DESCRIPCIÓN DEL PROBLEMA: Resume en dos oraciones el texto sobre Heligoland.

Heligoland, la isla que recibió la primera bomba aliada en la Segunda Guerra Mundial
Por Guillermo Carvajal - La Brújula Verde
Heligoland (en alemán Helgoland) y Düne son dos minúsculas islas que están situadas en el Mar del Norte y pertenecen al estado federado alemán de Schleswig-Holstein, a setenta kilómetros de la costa continental, aunque en otros tiempos fueron de Dinamarca y Reino Unido. Son pequeñas de verdad hasta el punto de que Heligoland, la mayor y más conocida, no llega a los dos kilómetros de longitud y acoge un encantador pueblo de millar y medio de habitantes, así como un puerto, un helipuerto y un hospital; la otra es apenas un pedazo de tierra rodeado de playa con el espacio justo para un pequeño aeródromo y un cámping.
La gracia es que ambas están muy próximas entre sí, hasta el punto de que antaño se unían por bancos de arena, hoy sumergidos a profundidades entre uno y cuatro metros por la fuerte erosión del mar, las mareas y las tempestades. De hecho, Heligoland se va hundiendo poco a poco y su parte sur (Unterland) está por debajo del nivel marino (claro que el punto más alto, Oberland, apenas llega a 61 metros), y buena parte del litoral, al igual que el perímetro de Düne, han tenido que ser protegidos con espigones.
Uno de ellos rodea a Lange Anna (Ana la Larga), el icono local, una especie de aguja pétrea de 46 metros de altura que quedó erguida y separada del acantilado adyacente cuando éste se desplomó. Se calcula que, si no le hubieran puesto alrededor ese anillo de hormigón teñido de granate, los elementos derribarían a Anne en pocos años. ¿Por qué ese color? Por la principal característica geológica de Helgoland: la roca de intenso color rojo que da un tono muy particular a sus acantilados y que es inédita en esas latitudes.

REGISTROS DEL CONJUNTO:
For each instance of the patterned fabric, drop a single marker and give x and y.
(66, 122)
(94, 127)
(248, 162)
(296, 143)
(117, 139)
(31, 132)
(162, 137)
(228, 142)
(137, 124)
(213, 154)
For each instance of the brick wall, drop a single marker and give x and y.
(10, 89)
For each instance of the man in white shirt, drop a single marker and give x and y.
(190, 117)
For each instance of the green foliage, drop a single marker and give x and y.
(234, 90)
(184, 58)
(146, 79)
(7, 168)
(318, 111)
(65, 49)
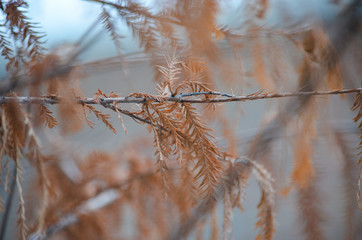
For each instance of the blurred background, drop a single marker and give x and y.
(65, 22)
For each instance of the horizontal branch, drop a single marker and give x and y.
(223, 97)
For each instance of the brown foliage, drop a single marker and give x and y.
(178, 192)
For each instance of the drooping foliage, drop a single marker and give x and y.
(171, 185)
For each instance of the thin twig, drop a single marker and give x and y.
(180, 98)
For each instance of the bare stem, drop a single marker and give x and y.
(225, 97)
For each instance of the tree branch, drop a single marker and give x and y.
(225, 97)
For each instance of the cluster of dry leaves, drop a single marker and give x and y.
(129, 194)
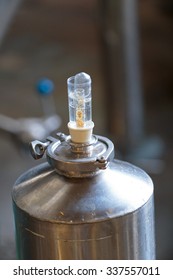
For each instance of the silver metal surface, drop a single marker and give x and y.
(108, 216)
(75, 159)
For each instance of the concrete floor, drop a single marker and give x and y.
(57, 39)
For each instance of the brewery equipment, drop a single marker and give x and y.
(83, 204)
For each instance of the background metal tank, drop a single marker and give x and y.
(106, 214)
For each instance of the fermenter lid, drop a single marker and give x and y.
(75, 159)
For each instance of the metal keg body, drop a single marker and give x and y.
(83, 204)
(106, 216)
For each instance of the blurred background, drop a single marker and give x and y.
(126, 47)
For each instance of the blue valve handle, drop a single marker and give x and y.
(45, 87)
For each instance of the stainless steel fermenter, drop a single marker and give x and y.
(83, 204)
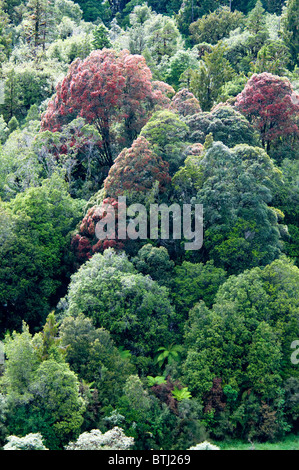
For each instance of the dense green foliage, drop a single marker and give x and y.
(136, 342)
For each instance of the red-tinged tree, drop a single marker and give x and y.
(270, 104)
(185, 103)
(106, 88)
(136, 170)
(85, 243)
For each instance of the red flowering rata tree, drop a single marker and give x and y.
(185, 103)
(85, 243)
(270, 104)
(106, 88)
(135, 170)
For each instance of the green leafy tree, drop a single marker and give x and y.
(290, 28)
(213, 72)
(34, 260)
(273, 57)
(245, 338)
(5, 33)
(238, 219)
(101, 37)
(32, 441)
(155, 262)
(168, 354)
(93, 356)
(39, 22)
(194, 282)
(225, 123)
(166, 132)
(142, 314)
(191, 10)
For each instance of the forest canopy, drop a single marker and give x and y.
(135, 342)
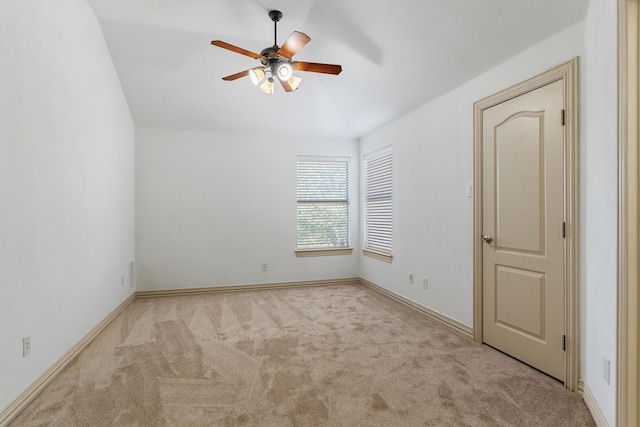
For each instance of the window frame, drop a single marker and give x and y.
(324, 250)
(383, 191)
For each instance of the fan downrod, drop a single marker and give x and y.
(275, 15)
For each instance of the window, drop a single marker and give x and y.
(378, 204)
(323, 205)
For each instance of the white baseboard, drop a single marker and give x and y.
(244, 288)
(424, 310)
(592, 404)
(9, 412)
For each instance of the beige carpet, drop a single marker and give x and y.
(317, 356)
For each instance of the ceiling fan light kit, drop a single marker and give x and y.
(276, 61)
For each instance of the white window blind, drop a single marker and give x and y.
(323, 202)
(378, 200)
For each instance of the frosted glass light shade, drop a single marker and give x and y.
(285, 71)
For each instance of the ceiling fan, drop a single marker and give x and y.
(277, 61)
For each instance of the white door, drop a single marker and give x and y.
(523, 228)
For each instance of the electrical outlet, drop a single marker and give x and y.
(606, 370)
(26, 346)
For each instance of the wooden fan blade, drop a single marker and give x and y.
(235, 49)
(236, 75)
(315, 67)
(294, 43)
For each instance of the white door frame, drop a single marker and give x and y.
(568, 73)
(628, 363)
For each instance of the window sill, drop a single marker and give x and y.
---
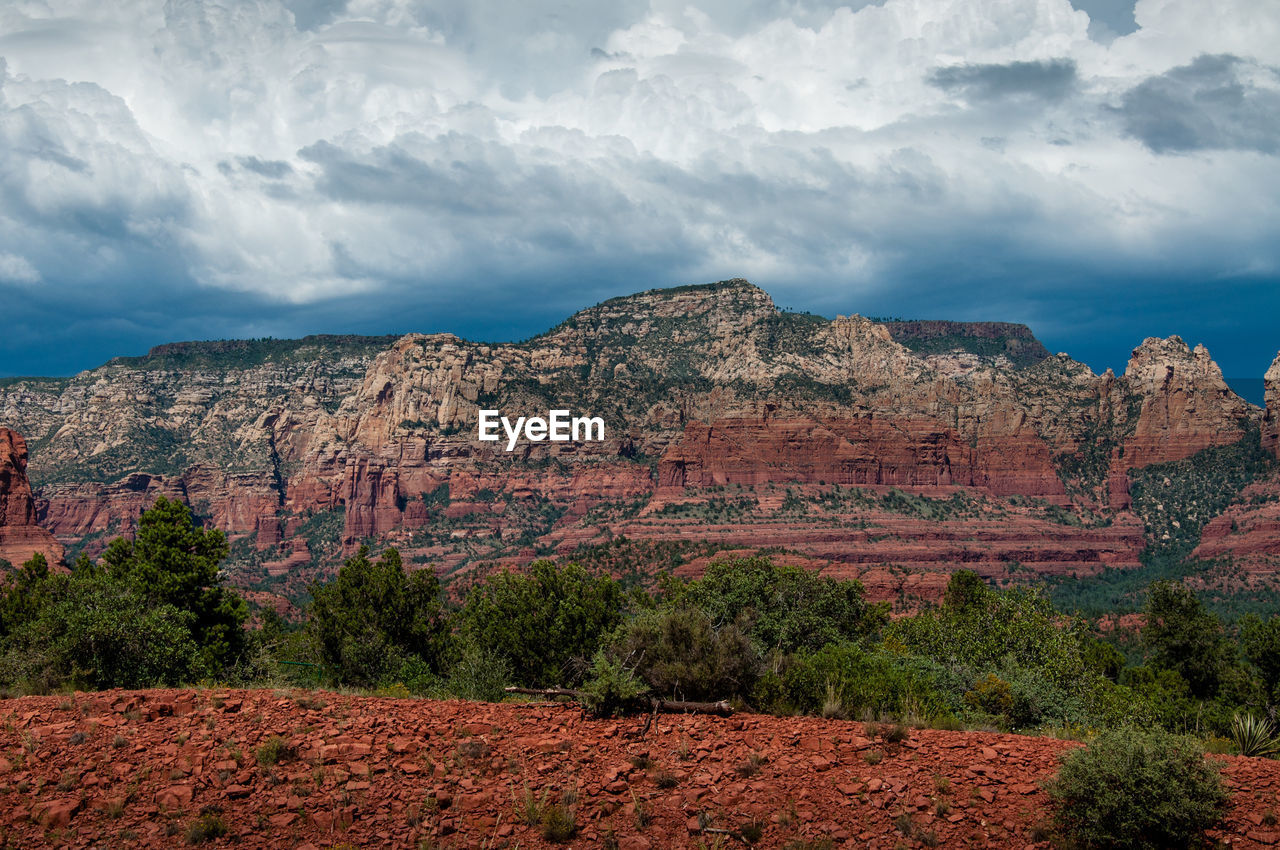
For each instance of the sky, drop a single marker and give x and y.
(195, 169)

RESPUESTA: Heligoland y Düne son dos islas diminutas del Mar del Norte, pertenecientes al estado alemán de Schleswig-Holstein y situadas a setenta kilómetros de la costa continental. Antaño estaban unidas por bancos de arena que la erosión ha sumergido, y como Heligoland se va hundiendo, buena parte de su litoral y el perímetro de Düne se han protegido con espigones, uno de los cuales rodea la aguja pétrea de 46 metros llamada Lange Anna.